TEXTO DE ORIGEN
Existen estudios que han relacionado el consumo de alcohol y drogas con la violencia filio-parental encontrando que: (a) aumentaba el riesgo de violencia verbal a la madre en un 60% de las veces; (b) la escalada de la violencia aparecía en los hijos/as cuando estaban "colocados"; (c) la mitad de los progenitores identificaron el abuso de sustancias como problema coexistente con el maltrato; y (d) la violencia filial surgía con más frecuencia debido a una discusión entre los jóvenes y sus progenitores acerca de cuestiones relacionadas con el abuso de sustancias (Cottrell y Monk, 2004; Ellickson y McGuigan, 2000; Jackson, 2003; Pagani et al., 2004). En contraposición, Rechea y Cuervo (2009) indican que la mitad de su muestra inició el consumo tras comenzar el maltrato contra sus progenitores.

ENTRADAS DEL LISTADO
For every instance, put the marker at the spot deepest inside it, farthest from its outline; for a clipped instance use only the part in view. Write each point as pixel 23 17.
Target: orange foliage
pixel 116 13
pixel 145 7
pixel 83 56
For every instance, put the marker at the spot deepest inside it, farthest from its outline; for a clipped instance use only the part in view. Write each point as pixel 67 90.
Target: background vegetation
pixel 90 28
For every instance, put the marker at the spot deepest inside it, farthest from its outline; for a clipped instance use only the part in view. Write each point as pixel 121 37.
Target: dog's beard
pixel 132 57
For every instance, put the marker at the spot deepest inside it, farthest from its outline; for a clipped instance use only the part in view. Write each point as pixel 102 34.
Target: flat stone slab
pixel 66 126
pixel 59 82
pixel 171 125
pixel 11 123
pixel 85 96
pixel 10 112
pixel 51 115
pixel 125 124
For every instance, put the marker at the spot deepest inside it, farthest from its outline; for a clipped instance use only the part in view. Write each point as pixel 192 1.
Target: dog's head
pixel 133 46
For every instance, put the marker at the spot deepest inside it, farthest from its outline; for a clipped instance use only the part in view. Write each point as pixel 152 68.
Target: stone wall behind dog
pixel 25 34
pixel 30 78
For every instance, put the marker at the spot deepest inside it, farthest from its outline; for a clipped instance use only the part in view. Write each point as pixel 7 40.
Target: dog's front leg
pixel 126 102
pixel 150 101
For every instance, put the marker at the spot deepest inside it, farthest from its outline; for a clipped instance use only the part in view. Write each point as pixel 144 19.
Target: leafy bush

PROBLEMA
Según el texto sobre la violencia filio-parental, ¿qué indican Rechea y Cuervo (2009) acerca de su muestra? El listado es material aparte y no tiene que ver con el texto.

RESPUESTA
Que la mitad de su muestra inició el consumo tras comenzar el maltrato contra sus progenitores.